* Série de consignes
1. Dites si chacune des affirmations (a), (b) et (c) concorde avec l’article sur la rivalité saoudo-qatarie. Répondez par oui ou par non et citez les mots décisifs de l’article sans les modifier.
(a) L’offense faite au Qatar est attribuée au prince Bandar Ben Sultan.
(b) Le débat portait sur la fourniture d’armes légères aux rebelles syriens.
(c) La remarque citée prête au Qatar une population de 300 personnes.
2. Poursuivez l’article sur la rivalité saoudo-qatarie à partir de sa dernière phrase.

─── Extrait du document

Opinion
Arabie-Qatar: le
Lion et le Moucheron
René
Naba
Dimanche 1er septembre 2013
Paris- Sur fond de vive tension
internationale suscitée par la
controverse à propos de l’usage des
armes chimiques en Syrie, l’Arabie
saoudite et le Qatar, les frères ennemis
wahhabites, poursuivent leur guerre
picrocholine, à l’ombre de leurs
derricks respectifs, pour le leadership
régional du titre envié de principal
commanditaire du mercenariat djihadiste.
«Va-t’en chétif insecte excrément de
la terre». C’est en substance
l’interjection que l’Arabie saoudite a
assénée à son minuscule voisin lors d’un
débat sur la fourniture d’armes lourdes
aux rebelles syriens. L’offense portait
la marque d’une personnalité éminente du
Royaume, le prince Bandar Ben Sultan.
D’un terme méprisant, le chef des
services de renseignements, le nouveau
maitre d’œuvre de la révolution à
l’échelle du Monde arabe, a expédié le
rôle du Qatar dans le ravitaillement de
la rébellion syrienne. «Le Qatar…tout
juste une population de 300 personnes et
une chaine de télévision et ceci ne
suffit pas pour constituer un pays», par
allusion Al Jazira, qui eut longtemps un
rôle prescripteur de l’opinion arabe
avant de se dévoyer dans la couverture
des combats de Libye et de Syrie.

──────
─── Entrées fournies

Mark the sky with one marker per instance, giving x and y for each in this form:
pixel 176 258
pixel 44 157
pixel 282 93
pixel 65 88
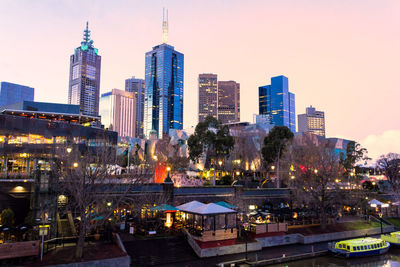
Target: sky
pixel 340 56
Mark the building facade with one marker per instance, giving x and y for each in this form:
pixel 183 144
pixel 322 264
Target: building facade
pixel 312 121
pixel 163 107
pixel 11 93
pixel 118 112
pixel 137 87
pixel 228 101
pixel 208 96
pixel 84 76
pixel 278 103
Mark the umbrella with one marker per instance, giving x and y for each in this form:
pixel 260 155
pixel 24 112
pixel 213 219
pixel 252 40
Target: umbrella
pixel 375 202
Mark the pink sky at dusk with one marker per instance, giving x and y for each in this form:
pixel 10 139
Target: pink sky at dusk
pixel 340 56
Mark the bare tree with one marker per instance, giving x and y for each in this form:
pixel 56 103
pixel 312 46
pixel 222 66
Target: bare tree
pixel 312 171
pixel 390 165
pixel 93 194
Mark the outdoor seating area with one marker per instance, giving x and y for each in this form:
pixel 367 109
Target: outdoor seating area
pixel 209 222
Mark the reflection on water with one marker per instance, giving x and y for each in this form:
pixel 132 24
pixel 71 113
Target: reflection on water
pixel 391 259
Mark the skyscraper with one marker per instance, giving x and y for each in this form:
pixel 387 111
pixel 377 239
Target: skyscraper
pixel 84 76
pixel 228 101
pixel 312 121
pixel 278 103
pixel 11 93
pixel 137 86
pixel 163 104
pixel 118 112
pixel 208 96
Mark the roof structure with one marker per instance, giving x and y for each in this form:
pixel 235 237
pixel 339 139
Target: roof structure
pixel 190 205
pixel 226 205
pixel 211 208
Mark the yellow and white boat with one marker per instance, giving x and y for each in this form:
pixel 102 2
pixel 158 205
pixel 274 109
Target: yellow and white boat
pixel 359 247
pixel 393 238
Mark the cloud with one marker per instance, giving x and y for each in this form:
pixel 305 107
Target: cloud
pixel 377 145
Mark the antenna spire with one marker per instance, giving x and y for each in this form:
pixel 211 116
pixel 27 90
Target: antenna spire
pixel 86 36
pixel 165 27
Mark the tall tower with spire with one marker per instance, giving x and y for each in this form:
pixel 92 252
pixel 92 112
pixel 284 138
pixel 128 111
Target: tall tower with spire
pixel 84 76
pixel 163 102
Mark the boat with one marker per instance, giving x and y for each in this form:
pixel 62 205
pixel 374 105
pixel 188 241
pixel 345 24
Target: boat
pixel 359 247
pixel 393 238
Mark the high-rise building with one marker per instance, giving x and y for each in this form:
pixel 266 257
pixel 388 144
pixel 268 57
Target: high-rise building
pixel 278 103
pixel 11 93
pixel 84 76
pixel 163 104
pixel 208 96
pixel 228 101
pixel 137 87
pixel 118 112
pixel 312 121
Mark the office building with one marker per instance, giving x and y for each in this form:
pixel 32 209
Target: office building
pixel 118 112
pixel 278 103
pixel 137 87
pixel 163 106
pixel 228 101
pixel 312 121
pixel 11 93
pixel 84 76
pixel 44 107
pixel 208 96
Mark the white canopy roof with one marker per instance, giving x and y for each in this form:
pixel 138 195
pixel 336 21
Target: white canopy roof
pixel 190 206
pixel 375 202
pixel 211 208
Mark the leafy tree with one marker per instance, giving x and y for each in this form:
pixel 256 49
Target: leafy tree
pixel 210 138
pixel 354 153
pixel 314 170
pixel 7 217
pixel 274 146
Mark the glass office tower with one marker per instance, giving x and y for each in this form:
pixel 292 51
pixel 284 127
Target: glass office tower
pixel 163 106
pixel 208 95
pixel 278 103
pixel 11 93
pixel 84 76
pixel 137 87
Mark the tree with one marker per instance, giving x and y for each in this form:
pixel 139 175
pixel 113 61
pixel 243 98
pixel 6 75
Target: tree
pixel 354 154
pixel 85 180
pixel 7 217
pixel 274 146
pixel 312 171
pixel 210 139
pixel 390 165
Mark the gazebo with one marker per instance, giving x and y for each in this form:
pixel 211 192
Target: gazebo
pixel 209 222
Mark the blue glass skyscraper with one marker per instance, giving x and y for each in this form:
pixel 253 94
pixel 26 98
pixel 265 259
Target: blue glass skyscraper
pixel 11 93
pixel 278 103
pixel 163 104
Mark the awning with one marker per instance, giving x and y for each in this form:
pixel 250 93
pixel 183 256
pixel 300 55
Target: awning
pixel 226 205
pixel 376 202
pixel 190 206
pixel 164 208
pixel 211 208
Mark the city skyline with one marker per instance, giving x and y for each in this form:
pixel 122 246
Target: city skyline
pixel 322 70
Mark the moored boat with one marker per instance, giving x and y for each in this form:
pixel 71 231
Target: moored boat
pixel 393 238
pixel 359 247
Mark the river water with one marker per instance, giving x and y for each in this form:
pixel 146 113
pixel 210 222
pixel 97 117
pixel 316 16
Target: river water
pixel 390 259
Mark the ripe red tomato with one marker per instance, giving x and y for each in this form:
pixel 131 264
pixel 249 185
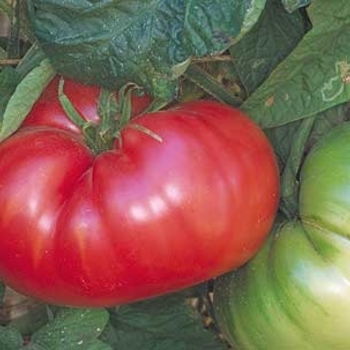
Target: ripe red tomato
pixel 139 220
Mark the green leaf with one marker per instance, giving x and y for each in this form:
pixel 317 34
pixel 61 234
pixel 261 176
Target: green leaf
pixel 5 7
pixel 9 79
pixel 165 323
pixel 314 77
pixel 10 338
pixel 292 5
pixel 289 179
pixel 147 42
pixel 73 329
pixel 23 98
pixel 272 38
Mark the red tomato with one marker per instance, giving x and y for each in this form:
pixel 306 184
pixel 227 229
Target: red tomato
pixel 144 219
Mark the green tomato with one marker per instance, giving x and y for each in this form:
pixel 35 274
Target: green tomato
pixel 295 293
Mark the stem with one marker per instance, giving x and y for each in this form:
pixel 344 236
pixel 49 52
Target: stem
pixel 205 81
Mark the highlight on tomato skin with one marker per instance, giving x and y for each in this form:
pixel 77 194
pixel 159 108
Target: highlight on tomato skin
pixel 151 217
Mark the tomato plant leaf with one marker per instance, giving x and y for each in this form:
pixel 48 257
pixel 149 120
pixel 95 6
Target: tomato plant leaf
pixel 289 178
pixel 5 7
pixel 10 338
pixel 314 77
pixel 73 329
pixel 165 323
pixel 23 98
pixel 147 42
pixel 272 38
pixel 9 79
pixel 292 5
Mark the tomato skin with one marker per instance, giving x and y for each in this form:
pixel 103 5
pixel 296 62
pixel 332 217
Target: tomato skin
pixel 140 220
pixel 294 294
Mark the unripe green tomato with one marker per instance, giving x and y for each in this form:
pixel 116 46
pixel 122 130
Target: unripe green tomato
pixel 295 293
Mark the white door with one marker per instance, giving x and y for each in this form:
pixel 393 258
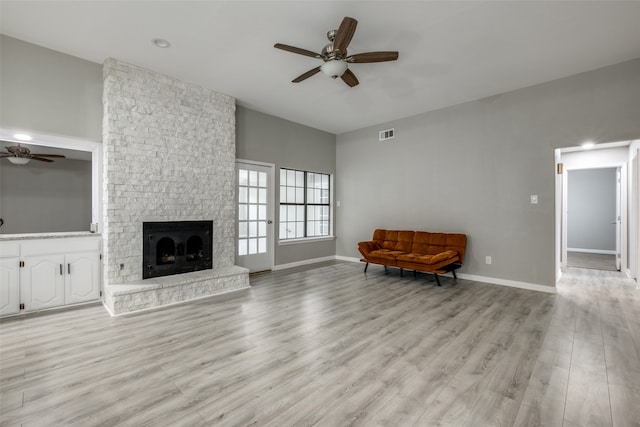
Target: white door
pixel 254 242
pixel 42 282
pixel 618 219
pixel 9 286
pixel 82 278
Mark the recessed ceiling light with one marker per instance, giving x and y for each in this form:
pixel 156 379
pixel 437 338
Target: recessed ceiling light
pixel 22 137
pixel 161 43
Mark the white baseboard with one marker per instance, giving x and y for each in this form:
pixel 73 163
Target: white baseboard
pixel 303 262
pixel 591 251
pixel 510 283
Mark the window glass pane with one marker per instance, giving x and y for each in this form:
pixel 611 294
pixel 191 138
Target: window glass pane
pixel 253 178
pixel 242 212
pixel 325 181
pixel 243 176
pixel 253 212
pixel 242 194
pixel 242 247
pixel 242 229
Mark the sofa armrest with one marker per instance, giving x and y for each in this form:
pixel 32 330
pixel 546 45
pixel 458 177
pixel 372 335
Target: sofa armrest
pixel 366 247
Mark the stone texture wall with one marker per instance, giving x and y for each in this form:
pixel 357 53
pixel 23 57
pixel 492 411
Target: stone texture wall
pixel 169 155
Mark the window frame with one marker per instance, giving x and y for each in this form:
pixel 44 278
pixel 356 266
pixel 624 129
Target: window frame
pixel 305 205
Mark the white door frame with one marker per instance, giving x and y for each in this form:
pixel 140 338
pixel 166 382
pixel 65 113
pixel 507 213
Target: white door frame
pixel 271 209
pixel 623 210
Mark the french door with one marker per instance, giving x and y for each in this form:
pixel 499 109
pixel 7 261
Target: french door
pixel 254 215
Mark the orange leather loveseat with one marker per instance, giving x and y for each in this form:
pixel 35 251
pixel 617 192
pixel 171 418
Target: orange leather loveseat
pixel 436 253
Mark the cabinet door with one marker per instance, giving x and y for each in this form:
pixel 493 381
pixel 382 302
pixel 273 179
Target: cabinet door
pixel 82 280
pixel 9 286
pixel 42 282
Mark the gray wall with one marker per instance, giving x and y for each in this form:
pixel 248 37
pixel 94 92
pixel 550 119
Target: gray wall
pixel 471 168
pixel 45 197
pixel 591 207
pixel 265 138
pixel 49 92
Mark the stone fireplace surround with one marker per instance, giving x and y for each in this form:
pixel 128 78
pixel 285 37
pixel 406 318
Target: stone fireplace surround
pixel 168 155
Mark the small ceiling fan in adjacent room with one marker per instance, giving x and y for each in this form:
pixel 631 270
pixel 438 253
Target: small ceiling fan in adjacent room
pixel 19 155
pixel 335 56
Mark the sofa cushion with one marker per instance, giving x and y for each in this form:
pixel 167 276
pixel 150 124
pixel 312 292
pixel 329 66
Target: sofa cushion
pixel 428 259
pixel 397 240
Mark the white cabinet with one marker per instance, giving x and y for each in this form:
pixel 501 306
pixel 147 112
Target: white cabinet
pixel 82 278
pixel 9 286
pixel 43 273
pixel 42 282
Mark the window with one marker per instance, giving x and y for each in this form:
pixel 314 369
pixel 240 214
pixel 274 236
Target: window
pixel 304 204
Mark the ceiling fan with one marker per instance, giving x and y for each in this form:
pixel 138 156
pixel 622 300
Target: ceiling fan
pixel 335 56
pixel 20 155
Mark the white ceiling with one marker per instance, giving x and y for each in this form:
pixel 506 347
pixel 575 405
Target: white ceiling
pixel 450 52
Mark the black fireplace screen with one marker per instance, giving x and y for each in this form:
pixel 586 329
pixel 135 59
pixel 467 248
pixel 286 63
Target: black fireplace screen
pixel 176 247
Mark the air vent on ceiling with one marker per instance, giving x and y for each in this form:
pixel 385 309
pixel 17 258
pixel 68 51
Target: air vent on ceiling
pixel 387 134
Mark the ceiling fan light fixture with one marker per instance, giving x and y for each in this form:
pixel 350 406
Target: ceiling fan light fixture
pixel 334 68
pixel 19 160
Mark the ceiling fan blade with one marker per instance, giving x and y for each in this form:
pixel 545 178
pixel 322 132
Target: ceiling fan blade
pixel 306 75
pixel 297 50
pixel 349 78
pixel 42 159
pixel 361 58
pixel 345 33
pixel 57 156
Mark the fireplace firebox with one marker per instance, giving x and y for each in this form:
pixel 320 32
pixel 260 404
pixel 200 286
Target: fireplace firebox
pixel 176 247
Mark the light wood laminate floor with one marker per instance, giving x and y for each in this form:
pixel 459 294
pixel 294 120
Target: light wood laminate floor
pixel 328 345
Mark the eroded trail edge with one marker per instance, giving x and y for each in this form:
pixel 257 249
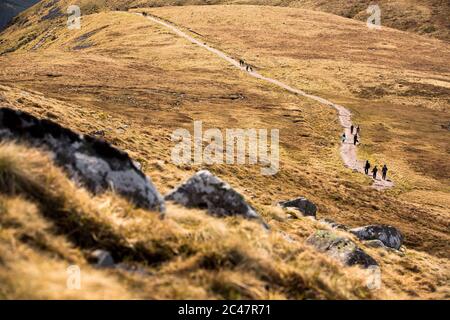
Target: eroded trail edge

──────

* Réponses
1.
(a) Oui : « L’offense portait la marque d’une personnalité éminente du Royaume, le prince Bandar Ben Sultan ».
(b) Non : « un débat sur la fourniture d’armes lourdes aux rebelles syriens ».
(c) Oui : « tout juste une population de 300 personnes ».

2.
Bandar a ainsi voulu signifier son
mécontentement de la livraison, via la
Turquie, par le Qatar de missiles
thermiques à l’opposition islamiste.
Le propos rapporté par le journal
conservateur américain Wall Street
Journal n’a pas été démenti par
l’intéressé, au point que des
intellectuels et des académiciens
qatariotes se sont étonnés de l’absence
de réaction officielle saoudienne à ce
qu’ils ont considéré comme une «atteinte
à la dignité du Qatar, son état et son
peuple».
Contrairement à tous les usages
diplomatiques, le premier à porter la
polémique sur la place publique a été,
Khaled Attiyah, le nouveau ministre des
affaires étrangères du Qatar en
personne: «Un citoyen du Qatar vaut à
lui seul tout un pays et le peuple du
Qatar vaut la totalité d’une nation
(arabe ou islamique).Voilà ce que nous
enseignons à nos enfants. Avec mon
entière considération». Et l’Affaire
amplifiée par le journal «Al Qods Al
Arabi» (1).
L’Arabie saoudite et le Qatar
multiplient, en effet, par voie de
presse, les assauts d’amabilité, dont la
perfidie illustre le degré d’animosité
atteint entre les frères ennemis
wahhabites, en rivalité exacerbé pour le
leadership arabe depuis le déclenchement
des soulèvements populaires arabes en
2011-2012.
Latente depuis la destitution feutrée
du souverain cheikh Hamad Ben Khalifa,
en juin dernier, l’animosité saoudo-qatariote
a éclaté au grand jour avec les propos
peu amènes attribués au Prince Bandar
Ben Sultan sur le Qatar. Même le risque
d’embrasement régional suscité par
l’affaire des armes chimiques de Syrie
n’a réussi à décourager ce conflit
d’ego.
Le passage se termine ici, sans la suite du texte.